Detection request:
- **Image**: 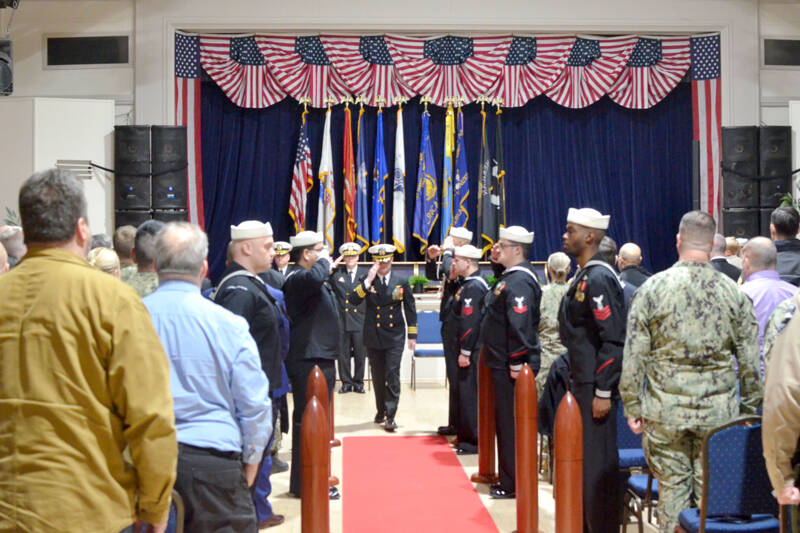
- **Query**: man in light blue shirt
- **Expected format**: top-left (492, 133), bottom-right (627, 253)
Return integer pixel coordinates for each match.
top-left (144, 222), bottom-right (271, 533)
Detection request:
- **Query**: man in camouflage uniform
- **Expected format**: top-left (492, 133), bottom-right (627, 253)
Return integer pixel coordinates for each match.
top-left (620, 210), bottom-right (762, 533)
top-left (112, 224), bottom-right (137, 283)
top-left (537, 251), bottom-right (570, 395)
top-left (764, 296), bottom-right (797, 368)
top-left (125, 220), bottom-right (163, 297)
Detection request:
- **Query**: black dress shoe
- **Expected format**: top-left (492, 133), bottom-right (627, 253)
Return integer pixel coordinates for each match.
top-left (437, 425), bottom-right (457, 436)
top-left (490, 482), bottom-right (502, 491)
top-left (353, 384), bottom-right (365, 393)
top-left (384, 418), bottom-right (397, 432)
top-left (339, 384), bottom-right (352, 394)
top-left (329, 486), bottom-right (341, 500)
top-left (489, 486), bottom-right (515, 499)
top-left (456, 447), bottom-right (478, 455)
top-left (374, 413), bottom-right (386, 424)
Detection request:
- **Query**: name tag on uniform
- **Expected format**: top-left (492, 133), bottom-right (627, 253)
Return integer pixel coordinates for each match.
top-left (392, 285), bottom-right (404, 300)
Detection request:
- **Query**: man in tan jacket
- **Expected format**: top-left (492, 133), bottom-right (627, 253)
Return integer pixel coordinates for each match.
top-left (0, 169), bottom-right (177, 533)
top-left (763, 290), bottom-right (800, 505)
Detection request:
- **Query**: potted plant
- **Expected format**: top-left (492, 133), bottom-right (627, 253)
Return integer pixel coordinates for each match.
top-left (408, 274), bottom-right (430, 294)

==

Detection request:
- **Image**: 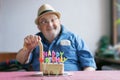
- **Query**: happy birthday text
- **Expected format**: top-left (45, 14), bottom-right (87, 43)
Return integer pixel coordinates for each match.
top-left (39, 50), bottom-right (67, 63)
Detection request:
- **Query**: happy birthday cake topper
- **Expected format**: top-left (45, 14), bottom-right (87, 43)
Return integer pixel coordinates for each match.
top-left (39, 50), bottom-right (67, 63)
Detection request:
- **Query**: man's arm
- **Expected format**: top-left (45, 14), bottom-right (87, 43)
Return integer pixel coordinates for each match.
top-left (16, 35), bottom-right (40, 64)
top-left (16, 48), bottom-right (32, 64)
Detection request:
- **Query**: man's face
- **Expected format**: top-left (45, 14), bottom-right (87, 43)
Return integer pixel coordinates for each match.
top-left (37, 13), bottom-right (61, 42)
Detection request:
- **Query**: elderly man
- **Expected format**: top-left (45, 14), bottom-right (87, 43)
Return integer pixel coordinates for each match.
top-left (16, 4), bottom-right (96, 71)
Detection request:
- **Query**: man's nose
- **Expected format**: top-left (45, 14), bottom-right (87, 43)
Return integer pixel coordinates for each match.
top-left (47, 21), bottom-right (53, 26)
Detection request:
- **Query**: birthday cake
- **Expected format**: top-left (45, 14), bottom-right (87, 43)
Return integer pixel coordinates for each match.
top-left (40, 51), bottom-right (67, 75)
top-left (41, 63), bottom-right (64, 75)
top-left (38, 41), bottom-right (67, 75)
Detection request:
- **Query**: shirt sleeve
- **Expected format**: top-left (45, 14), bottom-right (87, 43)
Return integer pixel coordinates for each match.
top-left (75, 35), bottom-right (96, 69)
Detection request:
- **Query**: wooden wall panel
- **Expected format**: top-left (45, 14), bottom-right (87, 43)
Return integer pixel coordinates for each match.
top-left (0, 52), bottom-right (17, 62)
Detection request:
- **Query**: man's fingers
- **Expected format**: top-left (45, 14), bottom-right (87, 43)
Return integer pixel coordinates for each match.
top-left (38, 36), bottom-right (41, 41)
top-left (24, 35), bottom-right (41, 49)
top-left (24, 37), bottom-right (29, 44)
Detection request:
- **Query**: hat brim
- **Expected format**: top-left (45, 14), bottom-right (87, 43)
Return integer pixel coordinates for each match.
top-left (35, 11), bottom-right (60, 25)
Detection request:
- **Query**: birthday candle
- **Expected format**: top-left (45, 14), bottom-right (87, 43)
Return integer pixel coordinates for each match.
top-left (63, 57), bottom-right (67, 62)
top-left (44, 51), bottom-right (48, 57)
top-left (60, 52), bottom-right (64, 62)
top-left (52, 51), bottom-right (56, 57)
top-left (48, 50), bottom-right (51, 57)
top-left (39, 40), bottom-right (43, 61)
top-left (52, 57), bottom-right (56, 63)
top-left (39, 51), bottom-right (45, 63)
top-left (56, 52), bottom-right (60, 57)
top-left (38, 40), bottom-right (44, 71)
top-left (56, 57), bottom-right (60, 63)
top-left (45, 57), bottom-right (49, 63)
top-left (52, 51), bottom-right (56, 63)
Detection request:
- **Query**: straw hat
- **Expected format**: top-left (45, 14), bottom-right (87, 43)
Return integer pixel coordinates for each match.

* * *

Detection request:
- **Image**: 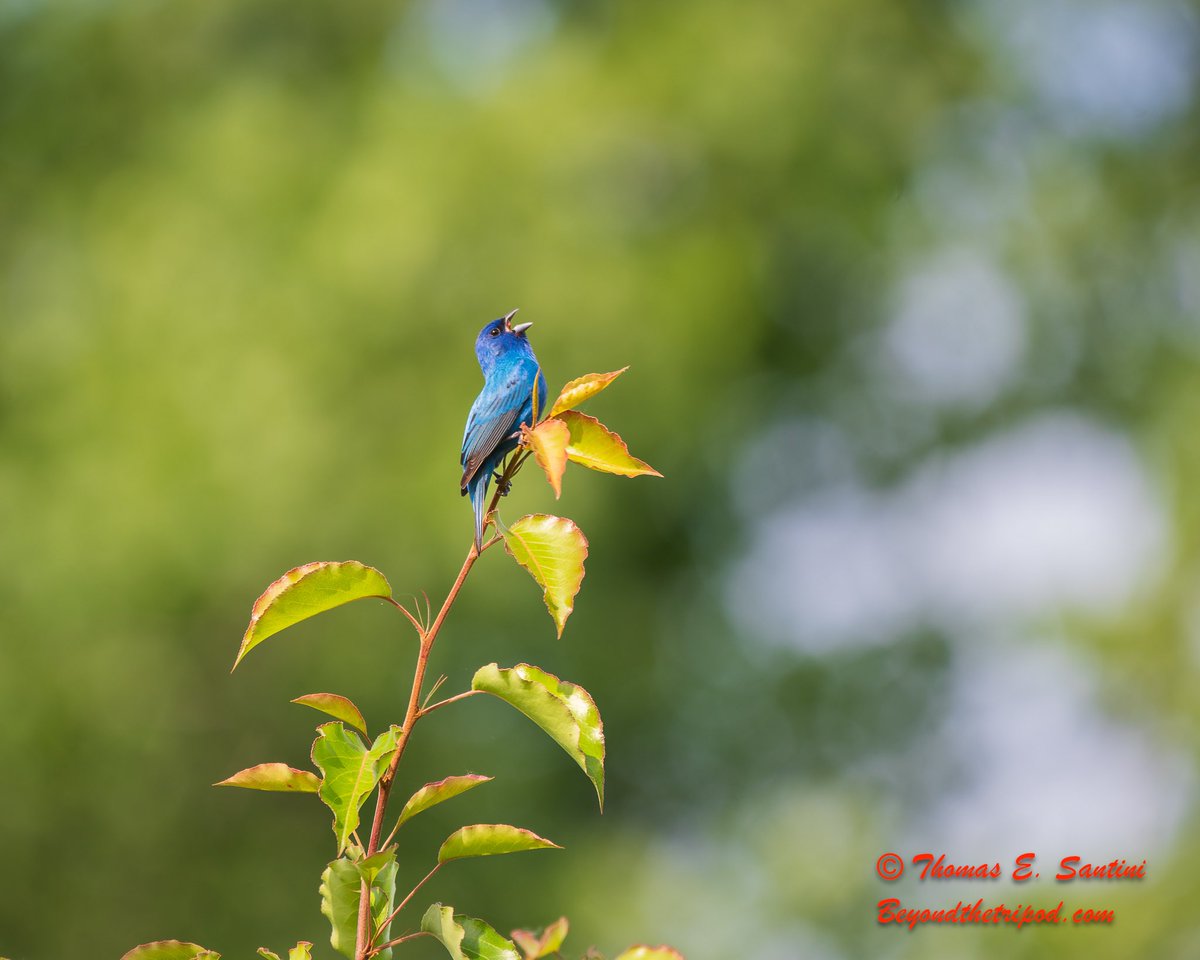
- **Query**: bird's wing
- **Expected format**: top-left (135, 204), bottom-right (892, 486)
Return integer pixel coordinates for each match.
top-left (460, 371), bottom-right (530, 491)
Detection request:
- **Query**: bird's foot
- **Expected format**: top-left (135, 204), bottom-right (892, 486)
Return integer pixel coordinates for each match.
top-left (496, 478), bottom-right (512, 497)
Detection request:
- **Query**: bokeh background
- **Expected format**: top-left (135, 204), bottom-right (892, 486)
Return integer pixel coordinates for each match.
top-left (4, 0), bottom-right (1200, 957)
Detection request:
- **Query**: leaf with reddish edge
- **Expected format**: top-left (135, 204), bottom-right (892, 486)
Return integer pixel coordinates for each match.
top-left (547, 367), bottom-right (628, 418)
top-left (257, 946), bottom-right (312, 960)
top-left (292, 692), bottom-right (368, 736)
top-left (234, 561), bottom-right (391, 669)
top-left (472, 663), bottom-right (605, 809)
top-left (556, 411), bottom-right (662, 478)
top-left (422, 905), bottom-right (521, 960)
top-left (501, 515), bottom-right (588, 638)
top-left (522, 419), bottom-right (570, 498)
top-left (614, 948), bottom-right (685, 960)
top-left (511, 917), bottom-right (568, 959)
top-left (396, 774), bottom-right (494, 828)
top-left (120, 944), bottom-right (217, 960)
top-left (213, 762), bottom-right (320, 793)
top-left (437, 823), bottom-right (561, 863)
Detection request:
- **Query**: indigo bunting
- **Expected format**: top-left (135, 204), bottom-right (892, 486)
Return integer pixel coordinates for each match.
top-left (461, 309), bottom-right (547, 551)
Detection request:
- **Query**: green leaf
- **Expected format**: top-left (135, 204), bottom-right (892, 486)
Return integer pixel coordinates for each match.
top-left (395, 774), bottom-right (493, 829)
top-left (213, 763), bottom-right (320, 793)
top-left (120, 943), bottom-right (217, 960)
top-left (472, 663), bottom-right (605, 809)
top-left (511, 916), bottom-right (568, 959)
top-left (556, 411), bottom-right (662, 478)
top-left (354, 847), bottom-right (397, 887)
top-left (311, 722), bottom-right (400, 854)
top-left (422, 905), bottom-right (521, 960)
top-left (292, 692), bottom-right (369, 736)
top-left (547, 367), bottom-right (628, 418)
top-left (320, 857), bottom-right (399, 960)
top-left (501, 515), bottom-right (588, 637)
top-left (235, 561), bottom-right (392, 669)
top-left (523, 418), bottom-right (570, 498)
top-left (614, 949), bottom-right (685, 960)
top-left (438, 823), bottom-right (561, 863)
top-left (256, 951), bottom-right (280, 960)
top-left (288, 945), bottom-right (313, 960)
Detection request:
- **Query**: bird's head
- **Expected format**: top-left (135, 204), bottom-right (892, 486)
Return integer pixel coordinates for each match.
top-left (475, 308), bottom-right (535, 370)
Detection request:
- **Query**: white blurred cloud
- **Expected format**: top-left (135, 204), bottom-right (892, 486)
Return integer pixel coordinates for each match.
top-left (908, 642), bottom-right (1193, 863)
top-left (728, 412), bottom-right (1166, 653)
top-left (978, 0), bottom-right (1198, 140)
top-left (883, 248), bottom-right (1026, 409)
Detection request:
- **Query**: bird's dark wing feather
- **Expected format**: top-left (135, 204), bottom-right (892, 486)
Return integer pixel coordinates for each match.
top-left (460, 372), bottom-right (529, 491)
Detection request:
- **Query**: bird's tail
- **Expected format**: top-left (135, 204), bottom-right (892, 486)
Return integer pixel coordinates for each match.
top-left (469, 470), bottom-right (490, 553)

• What is being asked
How many lines of the listing hold the string "shirt"? Give the number alone.

• Answer for the task
2